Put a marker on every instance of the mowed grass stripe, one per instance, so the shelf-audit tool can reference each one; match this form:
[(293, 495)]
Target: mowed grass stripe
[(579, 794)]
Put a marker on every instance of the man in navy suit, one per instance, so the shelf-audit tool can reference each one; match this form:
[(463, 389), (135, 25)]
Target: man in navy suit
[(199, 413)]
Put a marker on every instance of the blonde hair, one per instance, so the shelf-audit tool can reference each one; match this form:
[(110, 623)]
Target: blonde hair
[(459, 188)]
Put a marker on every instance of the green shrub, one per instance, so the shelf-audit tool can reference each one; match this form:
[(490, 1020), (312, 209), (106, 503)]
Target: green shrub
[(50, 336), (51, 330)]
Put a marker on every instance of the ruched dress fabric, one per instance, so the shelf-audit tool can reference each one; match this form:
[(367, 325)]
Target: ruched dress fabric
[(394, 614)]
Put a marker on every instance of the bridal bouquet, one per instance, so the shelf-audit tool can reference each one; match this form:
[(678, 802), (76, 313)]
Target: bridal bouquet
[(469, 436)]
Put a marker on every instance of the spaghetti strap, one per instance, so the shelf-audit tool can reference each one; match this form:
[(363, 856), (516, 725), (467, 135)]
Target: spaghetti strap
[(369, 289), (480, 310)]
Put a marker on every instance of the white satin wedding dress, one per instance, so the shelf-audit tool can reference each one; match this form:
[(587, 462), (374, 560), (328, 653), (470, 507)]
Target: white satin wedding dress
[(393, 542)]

▶ [What you should do]:
Please give the listing above once more, word for word.

▶ [Answer box]:
Put a marker on every instance of the mowed grass stripe, one per instance, so the shelf-audit tool can reference each one; match this form:
[(293, 495)]
Target: mowed grass stripe
[(579, 794)]
Put a marker on every instance of the man in navy suit, one per instance, so the shelf-audit tool can reference each one; match this form:
[(463, 389), (135, 25)]
Target: man in navy suit
[(199, 413)]
Put a marker on every instance of the blonde hair, one per instance, so the shelf-audit tool can reference each one; match this form:
[(110, 623)]
Target: blonde hair
[(459, 188)]
Put a marker on every instance of the green shrub, one per instance, so the shelf-audit tool can reference each one; match this form:
[(490, 1020), (312, 209), (106, 503)]
Target: green shrub
[(50, 336), (51, 330)]
Put a marker on every instance of the ruched dress fabric, one per instance, so the shelf-audit tool can reference each one; match this form:
[(367, 325)]
Target: ruched dress fabric
[(394, 614)]
Put a marker on every instance of the bridal bouquet, one per instance, so the shelf-audit tool can reference each one; match this form:
[(678, 802), (76, 313)]
Target: bridal bouquet
[(469, 436)]
Put a marker on every instance of the spaghetti strap, one per instance, so the shelf-audit tool can reference each one; match this form:
[(363, 856), (516, 725), (467, 135)]
Target: spaghetti strap
[(369, 289), (480, 310)]
Put a marker on every instance of the white satin wedding dress, one per instance, so the shelf-audit tool can reference each one; match this form:
[(587, 462), (374, 560), (328, 653), (470, 507)]
Target: white satin wedding dress
[(393, 542)]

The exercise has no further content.